TASK DETAILS:
Which lines run from the one containing "In the photograph above, where can the paved" to the end of the entries? Quote them exactly, and nothing else.
########################################
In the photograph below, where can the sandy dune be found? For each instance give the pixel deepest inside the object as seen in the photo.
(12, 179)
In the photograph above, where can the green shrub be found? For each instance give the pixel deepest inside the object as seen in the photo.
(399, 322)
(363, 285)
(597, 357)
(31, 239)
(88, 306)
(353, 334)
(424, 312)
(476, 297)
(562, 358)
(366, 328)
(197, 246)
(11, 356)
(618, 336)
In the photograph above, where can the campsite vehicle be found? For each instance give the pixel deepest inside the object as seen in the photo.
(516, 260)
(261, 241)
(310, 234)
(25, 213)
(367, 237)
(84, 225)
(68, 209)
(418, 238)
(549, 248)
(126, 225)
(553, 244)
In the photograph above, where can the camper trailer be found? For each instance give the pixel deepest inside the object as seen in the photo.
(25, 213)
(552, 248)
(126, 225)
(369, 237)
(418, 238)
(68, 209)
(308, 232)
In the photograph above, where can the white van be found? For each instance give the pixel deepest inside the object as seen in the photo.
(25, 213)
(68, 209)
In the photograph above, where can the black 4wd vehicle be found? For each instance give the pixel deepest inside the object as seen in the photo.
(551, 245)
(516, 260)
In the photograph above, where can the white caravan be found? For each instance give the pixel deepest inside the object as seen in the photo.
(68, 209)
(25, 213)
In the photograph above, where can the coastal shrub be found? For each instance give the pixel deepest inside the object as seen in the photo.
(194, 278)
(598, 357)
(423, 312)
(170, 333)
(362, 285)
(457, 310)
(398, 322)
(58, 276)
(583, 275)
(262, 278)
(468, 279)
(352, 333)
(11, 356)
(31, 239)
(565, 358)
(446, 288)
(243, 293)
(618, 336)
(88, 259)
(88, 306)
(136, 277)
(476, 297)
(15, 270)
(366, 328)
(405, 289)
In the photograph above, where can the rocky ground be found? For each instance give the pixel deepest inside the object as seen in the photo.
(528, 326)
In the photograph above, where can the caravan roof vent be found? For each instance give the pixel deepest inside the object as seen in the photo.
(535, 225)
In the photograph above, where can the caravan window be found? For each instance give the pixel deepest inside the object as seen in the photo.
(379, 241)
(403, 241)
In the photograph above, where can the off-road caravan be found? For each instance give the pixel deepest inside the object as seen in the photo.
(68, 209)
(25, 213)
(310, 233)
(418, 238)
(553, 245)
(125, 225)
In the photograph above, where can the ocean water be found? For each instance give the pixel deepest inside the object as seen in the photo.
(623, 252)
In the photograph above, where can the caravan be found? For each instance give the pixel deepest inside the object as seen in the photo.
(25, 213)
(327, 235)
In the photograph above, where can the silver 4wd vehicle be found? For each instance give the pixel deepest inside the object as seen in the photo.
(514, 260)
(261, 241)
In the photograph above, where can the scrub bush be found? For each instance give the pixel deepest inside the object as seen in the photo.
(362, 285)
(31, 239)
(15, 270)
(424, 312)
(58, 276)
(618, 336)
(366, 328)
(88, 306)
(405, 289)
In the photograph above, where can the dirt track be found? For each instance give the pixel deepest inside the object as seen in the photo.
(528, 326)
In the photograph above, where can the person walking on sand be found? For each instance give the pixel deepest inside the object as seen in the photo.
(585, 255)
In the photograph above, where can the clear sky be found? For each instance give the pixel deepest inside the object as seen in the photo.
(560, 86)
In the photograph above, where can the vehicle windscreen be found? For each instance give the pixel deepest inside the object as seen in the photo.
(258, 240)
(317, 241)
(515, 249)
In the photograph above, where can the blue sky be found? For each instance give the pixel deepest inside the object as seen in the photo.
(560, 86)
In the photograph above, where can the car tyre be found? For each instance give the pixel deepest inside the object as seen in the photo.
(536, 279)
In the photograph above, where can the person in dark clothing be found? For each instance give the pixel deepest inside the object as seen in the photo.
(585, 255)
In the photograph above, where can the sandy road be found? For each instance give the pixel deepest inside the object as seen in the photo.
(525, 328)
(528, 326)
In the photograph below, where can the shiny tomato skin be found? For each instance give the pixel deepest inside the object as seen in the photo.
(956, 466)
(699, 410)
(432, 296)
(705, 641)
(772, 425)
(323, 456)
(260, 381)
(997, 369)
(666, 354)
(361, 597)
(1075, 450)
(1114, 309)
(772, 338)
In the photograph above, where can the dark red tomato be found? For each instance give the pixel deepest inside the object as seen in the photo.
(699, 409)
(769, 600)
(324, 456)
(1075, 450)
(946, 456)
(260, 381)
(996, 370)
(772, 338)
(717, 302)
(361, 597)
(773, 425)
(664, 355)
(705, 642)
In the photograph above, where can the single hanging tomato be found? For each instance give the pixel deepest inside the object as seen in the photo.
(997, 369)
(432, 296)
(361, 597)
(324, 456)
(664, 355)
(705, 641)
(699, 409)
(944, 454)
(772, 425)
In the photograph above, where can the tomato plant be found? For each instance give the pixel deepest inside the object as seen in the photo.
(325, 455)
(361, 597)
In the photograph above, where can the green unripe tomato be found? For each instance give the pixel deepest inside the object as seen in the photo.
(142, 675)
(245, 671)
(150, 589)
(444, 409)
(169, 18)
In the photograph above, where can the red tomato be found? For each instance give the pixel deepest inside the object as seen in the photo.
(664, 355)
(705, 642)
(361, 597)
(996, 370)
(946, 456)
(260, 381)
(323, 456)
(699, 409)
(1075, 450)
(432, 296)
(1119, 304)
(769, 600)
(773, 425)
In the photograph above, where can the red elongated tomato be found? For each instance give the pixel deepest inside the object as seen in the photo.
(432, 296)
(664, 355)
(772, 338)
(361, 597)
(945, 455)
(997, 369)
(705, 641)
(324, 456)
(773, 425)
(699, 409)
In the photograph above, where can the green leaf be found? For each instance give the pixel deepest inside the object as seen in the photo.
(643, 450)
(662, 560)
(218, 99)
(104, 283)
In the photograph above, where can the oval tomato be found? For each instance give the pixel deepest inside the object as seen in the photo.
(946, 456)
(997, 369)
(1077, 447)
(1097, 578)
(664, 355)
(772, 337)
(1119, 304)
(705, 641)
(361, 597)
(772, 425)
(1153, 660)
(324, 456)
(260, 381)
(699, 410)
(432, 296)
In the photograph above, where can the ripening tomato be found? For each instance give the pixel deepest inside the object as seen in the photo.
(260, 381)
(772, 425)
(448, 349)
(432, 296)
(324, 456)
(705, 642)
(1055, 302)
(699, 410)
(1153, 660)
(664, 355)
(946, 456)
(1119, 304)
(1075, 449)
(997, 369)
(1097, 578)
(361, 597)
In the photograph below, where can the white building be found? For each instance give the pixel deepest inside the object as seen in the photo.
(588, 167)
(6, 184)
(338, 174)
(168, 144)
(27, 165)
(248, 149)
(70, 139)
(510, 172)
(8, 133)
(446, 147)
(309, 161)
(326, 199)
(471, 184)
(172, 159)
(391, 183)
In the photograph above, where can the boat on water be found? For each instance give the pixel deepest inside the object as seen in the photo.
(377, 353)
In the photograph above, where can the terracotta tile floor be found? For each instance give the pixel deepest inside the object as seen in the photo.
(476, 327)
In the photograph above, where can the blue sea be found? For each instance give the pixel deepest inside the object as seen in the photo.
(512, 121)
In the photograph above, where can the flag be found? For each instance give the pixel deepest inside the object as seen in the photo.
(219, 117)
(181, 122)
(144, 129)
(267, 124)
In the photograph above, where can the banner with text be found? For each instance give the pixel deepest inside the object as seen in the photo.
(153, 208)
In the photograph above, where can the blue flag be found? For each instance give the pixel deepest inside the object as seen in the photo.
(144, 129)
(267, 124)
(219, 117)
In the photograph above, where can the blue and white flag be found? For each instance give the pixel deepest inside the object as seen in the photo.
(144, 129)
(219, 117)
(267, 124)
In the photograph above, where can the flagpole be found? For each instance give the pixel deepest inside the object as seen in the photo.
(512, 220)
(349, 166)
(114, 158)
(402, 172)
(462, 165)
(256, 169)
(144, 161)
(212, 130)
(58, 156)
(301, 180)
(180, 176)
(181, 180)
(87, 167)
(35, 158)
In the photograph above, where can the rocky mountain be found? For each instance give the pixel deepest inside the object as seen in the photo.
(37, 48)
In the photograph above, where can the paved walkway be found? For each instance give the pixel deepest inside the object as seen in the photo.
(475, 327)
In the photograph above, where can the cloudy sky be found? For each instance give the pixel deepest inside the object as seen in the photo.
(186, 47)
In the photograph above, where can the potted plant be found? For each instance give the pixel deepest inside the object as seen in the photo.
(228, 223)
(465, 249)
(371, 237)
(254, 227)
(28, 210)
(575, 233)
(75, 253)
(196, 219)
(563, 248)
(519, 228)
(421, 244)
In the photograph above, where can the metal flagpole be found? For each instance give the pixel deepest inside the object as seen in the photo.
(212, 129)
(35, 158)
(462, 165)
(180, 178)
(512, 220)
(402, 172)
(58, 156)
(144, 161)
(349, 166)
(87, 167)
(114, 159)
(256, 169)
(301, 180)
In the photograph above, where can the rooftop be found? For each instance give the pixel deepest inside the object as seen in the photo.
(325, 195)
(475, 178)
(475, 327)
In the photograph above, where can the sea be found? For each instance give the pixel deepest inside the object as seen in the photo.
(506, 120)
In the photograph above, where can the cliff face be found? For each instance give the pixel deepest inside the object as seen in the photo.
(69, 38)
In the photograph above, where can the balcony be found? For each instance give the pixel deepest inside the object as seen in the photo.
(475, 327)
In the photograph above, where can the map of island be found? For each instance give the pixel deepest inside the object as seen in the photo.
########################################
RESPONSE FOR THIS EXERCISE:
In the photograph above, where can the paved walkway be found? For each instance give the pixel deepest inside the object as seen in the photo.
(475, 327)
In the photograph above, where can the cloudy sky be found? For each instance give the pixel deepest inside the object as seen in the photo.
(186, 47)
In the photograph above, where can the potted plant be found? For each instance give the pixel deepest inside the object as seen in the photo.
(228, 223)
(465, 249)
(371, 237)
(254, 227)
(28, 210)
(575, 233)
(75, 253)
(196, 219)
(563, 248)
(519, 228)
(421, 244)
In the photograph above, where can the metal flagpole be found? For each instance give the pixel deepest inside the object as seen in the photo.
(212, 129)
(35, 158)
(462, 165)
(180, 178)
(512, 220)
(402, 172)
(58, 156)
(144, 161)
(349, 166)
(87, 167)
(114, 159)
(256, 169)
(301, 180)
In the photograph above, where can the rooftop be found? For each instance give the pixel deepest inside the object as seen in the photo.
(325, 195)
(475, 178)
(475, 327)
In the photograph above, where can the sea be found? For each instance give the pixel deepest inside the object as seen in the photo.
(506, 120)
In the photograph above, where can the cliff face be found? For each instance give the pixel deepest inside the object as seen in the photo.
(69, 38)
In the photograph above, where can the balcony be found? For each instance give the pixel deepest inside the object as seen in the photo.
(475, 327)
In the photograph above, where can the map of island be found? For each instance give the pixel deepest inside the object as seen in the photo.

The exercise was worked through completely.